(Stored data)

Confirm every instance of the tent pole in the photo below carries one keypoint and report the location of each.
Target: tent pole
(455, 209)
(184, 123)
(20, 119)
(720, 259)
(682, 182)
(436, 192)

**YOUR OBJECTIVE**
Each entry above is to be set down again in exactly the same words.

**RESULT FOR THIS EXERCISE**
Confirm every instance of the tent pole in the photo below carries one keypoint and report the location of each.
Target: tent pole
(455, 209)
(184, 123)
(20, 119)
(720, 259)
(682, 182)
(436, 192)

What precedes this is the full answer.